▶ [PROBLEM TO WORK ON]:
Answer these questions about the column below on bands covering their own songs:
1. On what date did the Offspring perform at Shoreline Amphitheatre in Mountain View?
2. On which album, and in what year, did "Dirty Magic" first appear?
3. Which Gordon Lightfoot song does the writer leave out?

▶ [SELECTION]:
────────
REWIND: Sometimes, when artists cover themselves, they get better

The Offspring performs at Shoreline Amphitheatre in Mountain View on Sept. 27, 2017. Gary Chancer/STAFF.
This week the column topic is… the heat again.
Sorry, kidding, sorry. Just a little game I play with our illustrious editor Roman Gokhman where I see how much I can annoy him before he murders me literally to death.
This week we return to the time-honored tradition of picking a topic based on the song I happened to be listening to at the time. And like that column I just linked in the previous sentence, the song I was listening to was a cover.
But, oh! Not just any cover. The song I was listening to was a cover by the band that did the original song. [Gokhman note: He’s talking about a remix]. It’s not extremely common but it’s common enough that I was able to find five, and that doesn’t even count the Foo Fighters’ acoustic version of “Everlong” or Eric Clapton’s unplugged version of “Layla” that I used in the column I linked in the previous paragraph.
It also doesn’t include the version of Gordon Lightfoot’s “Canadian Railroad Trilogy” from Gord’s Gold, even though it’s one of my favorite songs, mostly because I’ve used it multiple times already.
The Offspring — “Dirty Magic”
This song originally appeared on the Offspring’s second album, Ignition, in 1992. They took another stab at it on 2012’s Days Go By and… honestly, I like it a lot better. That feels like sacrilege because the original is one of my favorite songs from its album and the new one was done after 20 years of the band getting older and less punk, but it’s true.
────────
▶ [PROVIDED DATA]:
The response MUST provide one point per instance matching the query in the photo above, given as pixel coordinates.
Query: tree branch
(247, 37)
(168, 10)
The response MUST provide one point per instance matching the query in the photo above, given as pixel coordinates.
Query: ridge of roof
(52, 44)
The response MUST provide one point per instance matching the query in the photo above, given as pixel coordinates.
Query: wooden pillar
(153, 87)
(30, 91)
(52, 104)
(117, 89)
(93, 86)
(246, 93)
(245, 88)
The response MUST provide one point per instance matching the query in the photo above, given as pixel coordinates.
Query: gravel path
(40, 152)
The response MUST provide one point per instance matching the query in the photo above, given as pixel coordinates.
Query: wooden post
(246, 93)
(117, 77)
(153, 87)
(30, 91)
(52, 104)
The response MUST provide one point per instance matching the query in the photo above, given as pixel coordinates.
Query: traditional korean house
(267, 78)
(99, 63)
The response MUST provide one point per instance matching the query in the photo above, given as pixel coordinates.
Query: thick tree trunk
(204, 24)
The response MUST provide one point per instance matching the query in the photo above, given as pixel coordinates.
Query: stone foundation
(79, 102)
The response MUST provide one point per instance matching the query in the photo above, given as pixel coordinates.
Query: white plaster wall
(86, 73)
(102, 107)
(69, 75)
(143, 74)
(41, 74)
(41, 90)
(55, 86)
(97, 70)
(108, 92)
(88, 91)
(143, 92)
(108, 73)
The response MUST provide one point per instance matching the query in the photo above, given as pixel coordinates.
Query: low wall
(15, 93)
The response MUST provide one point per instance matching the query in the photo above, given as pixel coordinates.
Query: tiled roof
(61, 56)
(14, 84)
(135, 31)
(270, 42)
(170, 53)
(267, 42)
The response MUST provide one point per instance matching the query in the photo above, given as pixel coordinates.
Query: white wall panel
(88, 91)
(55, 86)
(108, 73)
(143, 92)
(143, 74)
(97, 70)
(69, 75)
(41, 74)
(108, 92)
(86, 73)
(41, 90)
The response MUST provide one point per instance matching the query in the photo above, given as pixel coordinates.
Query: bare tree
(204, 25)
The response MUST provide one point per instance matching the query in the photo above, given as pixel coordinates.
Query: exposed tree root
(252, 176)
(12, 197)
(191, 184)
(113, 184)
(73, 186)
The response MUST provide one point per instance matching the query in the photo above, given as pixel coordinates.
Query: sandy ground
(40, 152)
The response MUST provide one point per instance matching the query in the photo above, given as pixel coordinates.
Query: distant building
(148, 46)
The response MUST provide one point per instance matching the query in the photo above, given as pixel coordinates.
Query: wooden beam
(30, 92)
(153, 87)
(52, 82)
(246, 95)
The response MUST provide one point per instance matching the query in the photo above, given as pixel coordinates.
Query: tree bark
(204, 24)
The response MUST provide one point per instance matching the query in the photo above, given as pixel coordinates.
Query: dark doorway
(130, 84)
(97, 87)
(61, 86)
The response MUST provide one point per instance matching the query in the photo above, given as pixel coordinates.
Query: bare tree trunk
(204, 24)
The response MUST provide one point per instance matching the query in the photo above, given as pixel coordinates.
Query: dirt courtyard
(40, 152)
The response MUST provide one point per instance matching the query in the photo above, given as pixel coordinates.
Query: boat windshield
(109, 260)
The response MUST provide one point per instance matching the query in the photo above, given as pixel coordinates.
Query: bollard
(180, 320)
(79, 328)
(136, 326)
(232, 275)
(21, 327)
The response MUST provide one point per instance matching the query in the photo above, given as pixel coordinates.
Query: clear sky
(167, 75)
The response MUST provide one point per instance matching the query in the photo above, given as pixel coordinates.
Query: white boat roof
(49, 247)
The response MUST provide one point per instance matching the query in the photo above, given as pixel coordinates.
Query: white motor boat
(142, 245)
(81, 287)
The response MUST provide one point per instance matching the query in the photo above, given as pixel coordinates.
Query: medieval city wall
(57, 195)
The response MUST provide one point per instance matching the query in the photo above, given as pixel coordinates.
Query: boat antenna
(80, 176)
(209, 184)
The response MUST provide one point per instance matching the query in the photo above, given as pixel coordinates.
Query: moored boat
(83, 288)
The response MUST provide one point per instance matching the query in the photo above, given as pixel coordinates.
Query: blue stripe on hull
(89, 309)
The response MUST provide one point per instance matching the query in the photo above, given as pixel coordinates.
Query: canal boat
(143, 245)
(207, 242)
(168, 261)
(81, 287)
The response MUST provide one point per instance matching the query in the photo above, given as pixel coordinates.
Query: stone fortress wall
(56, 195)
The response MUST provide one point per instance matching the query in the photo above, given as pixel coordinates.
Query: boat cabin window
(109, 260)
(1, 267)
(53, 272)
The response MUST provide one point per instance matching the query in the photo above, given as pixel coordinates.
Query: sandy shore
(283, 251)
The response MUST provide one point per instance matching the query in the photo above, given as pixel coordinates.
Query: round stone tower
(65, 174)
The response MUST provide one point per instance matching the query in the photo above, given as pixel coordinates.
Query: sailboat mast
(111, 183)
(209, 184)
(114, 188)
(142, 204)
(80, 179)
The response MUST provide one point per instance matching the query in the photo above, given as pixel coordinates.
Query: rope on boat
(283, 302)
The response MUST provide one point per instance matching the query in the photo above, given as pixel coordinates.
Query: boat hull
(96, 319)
────────
▶ [PROBLEM SOLUTION]:
1. Sept. 27, 2017
2. Ignition, 1992
3. "Canadian Railroad Trilogy"